> _GIVEN REQUEST_:
Reproduce the listing below with "white vase" changed to "glass vase", keeping every other line and character the same.

---

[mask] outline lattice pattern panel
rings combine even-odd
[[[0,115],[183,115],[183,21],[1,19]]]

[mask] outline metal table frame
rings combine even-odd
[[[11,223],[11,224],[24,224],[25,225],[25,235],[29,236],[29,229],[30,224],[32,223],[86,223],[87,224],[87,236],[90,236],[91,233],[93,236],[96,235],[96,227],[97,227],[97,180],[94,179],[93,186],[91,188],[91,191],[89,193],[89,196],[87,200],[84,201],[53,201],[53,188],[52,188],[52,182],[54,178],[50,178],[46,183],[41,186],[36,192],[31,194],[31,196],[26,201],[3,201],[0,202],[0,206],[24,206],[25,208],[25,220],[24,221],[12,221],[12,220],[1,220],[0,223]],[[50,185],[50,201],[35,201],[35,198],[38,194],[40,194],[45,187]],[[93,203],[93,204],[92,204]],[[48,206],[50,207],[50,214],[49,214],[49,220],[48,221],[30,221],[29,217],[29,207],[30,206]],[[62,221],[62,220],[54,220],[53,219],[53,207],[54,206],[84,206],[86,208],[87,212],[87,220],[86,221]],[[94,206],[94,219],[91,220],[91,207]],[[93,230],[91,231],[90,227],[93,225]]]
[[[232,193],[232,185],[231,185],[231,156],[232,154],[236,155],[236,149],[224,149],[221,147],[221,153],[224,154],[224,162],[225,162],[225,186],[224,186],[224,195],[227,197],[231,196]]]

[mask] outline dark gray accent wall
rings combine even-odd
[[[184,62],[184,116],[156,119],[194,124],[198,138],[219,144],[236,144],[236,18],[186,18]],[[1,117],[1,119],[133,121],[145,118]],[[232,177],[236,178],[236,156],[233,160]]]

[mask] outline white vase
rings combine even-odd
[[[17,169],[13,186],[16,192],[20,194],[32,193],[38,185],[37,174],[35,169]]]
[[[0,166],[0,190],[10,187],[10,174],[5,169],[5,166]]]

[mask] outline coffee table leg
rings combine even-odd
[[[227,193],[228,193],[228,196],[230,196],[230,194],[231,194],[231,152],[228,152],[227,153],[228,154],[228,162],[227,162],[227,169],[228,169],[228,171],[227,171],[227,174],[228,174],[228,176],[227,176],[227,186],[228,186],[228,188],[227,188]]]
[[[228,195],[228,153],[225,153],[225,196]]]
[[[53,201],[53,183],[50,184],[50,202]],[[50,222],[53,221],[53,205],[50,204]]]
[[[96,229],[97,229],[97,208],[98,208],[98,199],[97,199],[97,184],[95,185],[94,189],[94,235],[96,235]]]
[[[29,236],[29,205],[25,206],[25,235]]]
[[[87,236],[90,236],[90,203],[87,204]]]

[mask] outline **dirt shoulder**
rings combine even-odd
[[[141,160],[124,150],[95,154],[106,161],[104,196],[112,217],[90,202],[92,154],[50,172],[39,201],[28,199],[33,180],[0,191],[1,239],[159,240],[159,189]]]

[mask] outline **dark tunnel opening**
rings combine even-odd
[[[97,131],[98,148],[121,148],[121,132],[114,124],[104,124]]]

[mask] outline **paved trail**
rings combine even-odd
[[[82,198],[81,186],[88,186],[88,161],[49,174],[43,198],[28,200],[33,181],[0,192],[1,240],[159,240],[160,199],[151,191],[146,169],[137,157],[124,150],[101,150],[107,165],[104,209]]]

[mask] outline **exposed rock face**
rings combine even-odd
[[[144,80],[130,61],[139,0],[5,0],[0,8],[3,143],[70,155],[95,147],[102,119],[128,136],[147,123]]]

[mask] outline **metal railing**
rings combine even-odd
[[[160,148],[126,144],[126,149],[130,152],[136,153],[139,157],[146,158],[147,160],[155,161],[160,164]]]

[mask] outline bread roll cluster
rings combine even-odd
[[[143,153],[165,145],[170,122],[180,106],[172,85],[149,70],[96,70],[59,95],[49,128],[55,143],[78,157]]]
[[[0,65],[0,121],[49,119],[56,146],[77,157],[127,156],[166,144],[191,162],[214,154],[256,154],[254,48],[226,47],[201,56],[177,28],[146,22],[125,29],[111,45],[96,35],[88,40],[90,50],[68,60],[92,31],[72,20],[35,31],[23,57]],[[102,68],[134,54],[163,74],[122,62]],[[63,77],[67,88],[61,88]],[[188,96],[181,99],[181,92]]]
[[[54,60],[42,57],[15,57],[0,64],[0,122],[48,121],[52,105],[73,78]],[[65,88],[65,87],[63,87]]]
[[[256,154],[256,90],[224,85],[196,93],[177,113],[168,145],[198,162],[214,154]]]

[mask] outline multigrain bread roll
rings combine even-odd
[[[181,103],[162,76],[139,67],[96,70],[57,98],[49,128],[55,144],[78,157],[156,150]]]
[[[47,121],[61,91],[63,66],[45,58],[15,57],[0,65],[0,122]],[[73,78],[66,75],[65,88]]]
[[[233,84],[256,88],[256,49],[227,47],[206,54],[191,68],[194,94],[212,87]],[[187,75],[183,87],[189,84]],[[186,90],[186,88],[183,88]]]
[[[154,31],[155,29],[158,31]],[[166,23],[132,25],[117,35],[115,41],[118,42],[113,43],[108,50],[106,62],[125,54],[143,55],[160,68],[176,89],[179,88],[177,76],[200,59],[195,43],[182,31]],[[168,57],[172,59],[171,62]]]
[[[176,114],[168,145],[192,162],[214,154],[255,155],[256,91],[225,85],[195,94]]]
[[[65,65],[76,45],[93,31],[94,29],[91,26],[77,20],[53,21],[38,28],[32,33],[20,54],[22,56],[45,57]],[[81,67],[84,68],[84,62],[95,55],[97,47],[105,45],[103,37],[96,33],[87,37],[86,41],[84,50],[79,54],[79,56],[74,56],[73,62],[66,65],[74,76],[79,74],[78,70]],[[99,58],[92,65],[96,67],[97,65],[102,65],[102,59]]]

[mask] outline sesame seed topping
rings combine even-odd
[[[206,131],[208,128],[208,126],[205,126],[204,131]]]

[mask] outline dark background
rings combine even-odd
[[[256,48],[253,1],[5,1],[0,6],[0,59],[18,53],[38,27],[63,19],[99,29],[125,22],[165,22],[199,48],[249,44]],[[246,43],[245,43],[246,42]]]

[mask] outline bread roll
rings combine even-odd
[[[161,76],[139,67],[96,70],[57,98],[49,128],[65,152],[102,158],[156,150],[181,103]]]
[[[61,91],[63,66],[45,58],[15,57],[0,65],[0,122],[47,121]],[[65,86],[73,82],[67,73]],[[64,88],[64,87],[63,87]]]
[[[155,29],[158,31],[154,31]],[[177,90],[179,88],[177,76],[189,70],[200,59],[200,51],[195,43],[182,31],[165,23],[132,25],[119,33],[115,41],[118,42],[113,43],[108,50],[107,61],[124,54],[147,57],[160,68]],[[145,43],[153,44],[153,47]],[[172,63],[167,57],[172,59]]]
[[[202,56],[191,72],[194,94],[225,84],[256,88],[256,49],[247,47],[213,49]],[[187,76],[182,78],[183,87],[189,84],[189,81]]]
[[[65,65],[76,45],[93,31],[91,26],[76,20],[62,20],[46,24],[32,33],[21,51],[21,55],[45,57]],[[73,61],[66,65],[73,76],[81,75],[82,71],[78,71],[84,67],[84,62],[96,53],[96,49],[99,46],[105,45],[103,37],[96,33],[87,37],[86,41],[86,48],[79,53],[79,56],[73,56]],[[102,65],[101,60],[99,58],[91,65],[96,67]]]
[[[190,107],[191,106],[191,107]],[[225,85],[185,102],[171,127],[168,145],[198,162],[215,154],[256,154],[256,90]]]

---

> _RESPONSE BELOW_:
[mask] outline lattice pattern panel
rings combine even-odd
[[[0,115],[183,115],[183,21],[1,19]]]

[mask] outline metal table frame
rings combine even-odd
[[[11,223],[11,224],[24,224],[25,225],[25,235],[29,236],[29,229],[30,224],[32,223],[86,223],[87,224],[87,236],[90,236],[91,233],[93,236],[96,235],[96,227],[97,227],[97,180],[94,179],[93,186],[91,188],[91,191],[89,193],[89,196],[87,200],[84,201],[53,201],[53,188],[52,188],[52,182],[54,178],[50,178],[46,183],[41,186],[36,192],[31,194],[31,196],[26,201],[3,201],[0,202],[0,206],[24,206],[25,208],[25,220],[24,221],[12,221],[12,220],[1,220],[0,223]],[[50,185],[50,201],[35,201],[35,198],[38,194],[40,194],[45,187]],[[93,203],[93,204],[92,204]],[[48,206],[50,207],[50,214],[49,214],[49,220],[48,221],[30,221],[29,217],[29,207],[30,206]],[[62,221],[62,220],[54,220],[53,219],[53,207],[54,206],[84,206],[86,208],[87,212],[87,220],[86,221]],[[94,206],[94,219],[91,220],[91,207]],[[93,230],[91,231],[90,227],[93,225]]]
[[[232,193],[232,185],[231,185],[231,156],[232,154],[236,155],[236,149],[224,149],[221,147],[221,153],[224,154],[224,162],[225,162],[225,186],[224,186],[224,195],[227,197],[231,196]]]

[mask] outline dark gray accent wall
rings combine even-odd
[[[184,62],[184,116],[156,119],[194,124],[198,138],[219,144],[236,144],[236,18],[186,18]],[[1,117],[1,119],[133,121],[145,118]],[[232,177],[236,178],[236,156],[233,160]]]

[mask] outline glass vase
rings combine even-odd
[[[17,169],[13,186],[16,192],[20,194],[32,193],[38,185],[37,174],[35,169]]]
[[[0,166],[0,190],[10,187],[10,174],[5,169],[5,166]]]

[mask] outline coffee table leg
rings combine even-odd
[[[227,193],[228,193],[228,196],[230,196],[230,194],[231,194],[231,152],[228,152],[227,153],[228,154],[228,162],[227,162],[227,169],[228,169],[228,171],[227,171],[227,174],[228,174],[228,176],[227,176],[227,186],[228,186],[228,188],[227,188]]]
[[[228,195],[228,153],[225,153],[225,196]]]
[[[53,201],[53,183],[50,184],[50,202]],[[50,222],[53,221],[53,205],[50,204]]]
[[[96,229],[97,229],[97,208],[98,208],[98,199],[97,199],[97,184],[95,185],[94,189],[94,235],[96,235]]]
[[[29,236],[29,205],[25,206],[25,235]]]
[[[87,236],[90,236],[90,203],[87,204]]]

[mask] outline **dirt shoulder**
rings combine even-odd
[[[141,160],[124,150],[95,154],[106,161],[104,196],[112,217],[90,202],[92,154],[50,172],[39,201],[28,199],[33,180],[0,191],[1,239],[159,240],[159,189]]]

[mask] outline **dark tunnel opening**
rings combine even-odd
[[[97,131],[98,148],[121,148],[121,132],[114,124],[104,124]]]

[mask] outline **paved trail**
rings combine even-odd
[[[82,198],[81,186],[88,186],[88,161],[49,174],[43,198],[28,200],[33,181],[0,192],[1,240],[159,240],[160,199],[151,191],[146,169],[137,157],[124,150],[101,150],[107,165],[104,209]]]

[mask] outline **exposed rock face**
rings combine even-odd
[[[144,80],[130,61],[139,0],[5,0],[0,8],[3,143],[70,155],[95,147],[102,119],[128,136],[147,123]]]

[mask] outline **metal railing**
rings combine even-odd
[[[160,148],[126,144],[126,149],[130,152],[136,153],[139,157],[146,158],[147,160],[155,161],[160,164]]]

[mask] outline bread roll cluster
rings combine even-odd
[[[143,153],[165,145],[170,122],[180,106],[172,85],[149,70],[96,70],[59,95],[49,128],[55,143],[78,157]]]
[[[0,65],[0,121],[49,119],[56,146],[77,157],[127,156],[166,144],[191,162],[214,154],[256,154],[254,48],[226,47],[201,56],[177,28],[146,22],[125,29],[111,45],[96,35],[88,40],[90,50],[68,60],[92,31],[72,20],[35,31],[23,57]],[[102,68],[134,54],[163,74],[122,62]],[[63,77],[67,88],[61,88]],[[188,96],[181,99],[181,92]]]
[[[54,60],[42,57],[15,57],[0,64],[0,122],[48,121],[52,105],[73,78]],[[65,88],[65,87],[63,87]]]
[[[256,154],[256,90],[224,85],[196,93],[177,113],[168,145],[198,162],[214,154]]]

[mask] outline multigrain bread roll
rings combine even-odd
[[[181,103],[162,76],[139,67],[96,70],[57,98],[49,128],[55,144],[78,157],[156,150]]]
[[[47,121],[61,91],[63,66],[45,58],[15,57],[0,65],[0,122]],[[73,78],[66,75],[65,88]]]
[[[233,84],[256,88],[256,49],[227,47],[206,54],[191,68],[194,94],[212,87]],[[187,75],[183,87],[189,84]],[[186,90],[186,88],[183,88]]]
[[[154,31],[155,29],[158,31]],[[166,23],[132,25],[117,35],[115,41],[118,42],[113,43],[108,50],[106,62],[125,54],[143,55],[160,68],[176,89],[179,88],[177,76],[200,59],[195,43],[182,31]],[[168,57],[172,59],[171,62]]]
[[[176,114],[168,145],[192,162],[214,154],[255,155],[256,91],[225,85],[195,94]]]
[[[65,65],[76,45],[93,31],[94,29],[91,26],[77,20],[53,21],[38,28],[32,33],[20,54],[22,56],[45,57]],[[81,67],[84,68],[84,62],[95,55],[97,47],[105,45],[103,37],[96,33],[87,37],[86,41],[84,50],[79,54],[79,56],[74,56],[73,62],[66,65],[74,76],[79,74],[78,70]],[[99,58],[92,65],[96,67],[97,65],[102,65],[102,59]]]

[mask] outline sesame seed topping
rings combine even-odd
[[[206,131],[208,128],[208,126],[205,126],[204,131]]]

[mask] outline dark background
rings combine even-odd
[[[256,48],[253,1],[5,1],[0,6],[0,59],[18,53],[38,27],[63,19],[99,29],[125,22],[165,22],[199,48],[249,44]],[[246,43],[245,43],[246,42]]]

[mask] outline bread roll
rings combine even-odd
[[[161,76],[139,67],[96,70],[57,98],[49,128],[65,152],[102,158],[156,150],[181,103]]]
[[[61,91],[63,66],[45,58],[15,57],[0,65],[0,122],[47,121]],[[65,86],[73,82],[67,73]],[[64,88],[64,87],[63,87]]]
[[[155,29],[158,31],[154,31]],[[177,90],[179,88],[177,76],[189,70],[200,59],[200,51],[195,43],[182,31],[165,23],[132,25],[119,33],[115,41],[118,42],[113,43],[108,50],[107,61],[124,54],[147,57],[160,68]],[[145,43],[153,44],[153,47]],[[172,63],[167,57],[172,59]]]
[[[202,56],[191,72],[194,94],[225,84],[256,88],[256,49],[247,47],[213,49]],[[187,76],[182,78],[183,87],[189,84],[189,81]]]
[[[65,65],[76,45],[93,31],[91,26],[76,20],[62,20],[46,24],[32,33],[21,51],[21,55],[45,57]],[[73,61],[66,65],[73,76],[81,75],[82,71],[78,71],[84,67],[84,62],[96,53],[96,49],[99,46],[105,45],[103,37],[96,33],[87,37],[86,41],[86,48],[79,53],[79,56],[73,56]],[[102,65],[101,60],[99,58],[91,65],[96,67]]]
[[[190,107],[191,106],[191,107]],[[225,85],[185,102],[171,127],[168,145],[198,162],[215,154],[256,154],[256,90]]]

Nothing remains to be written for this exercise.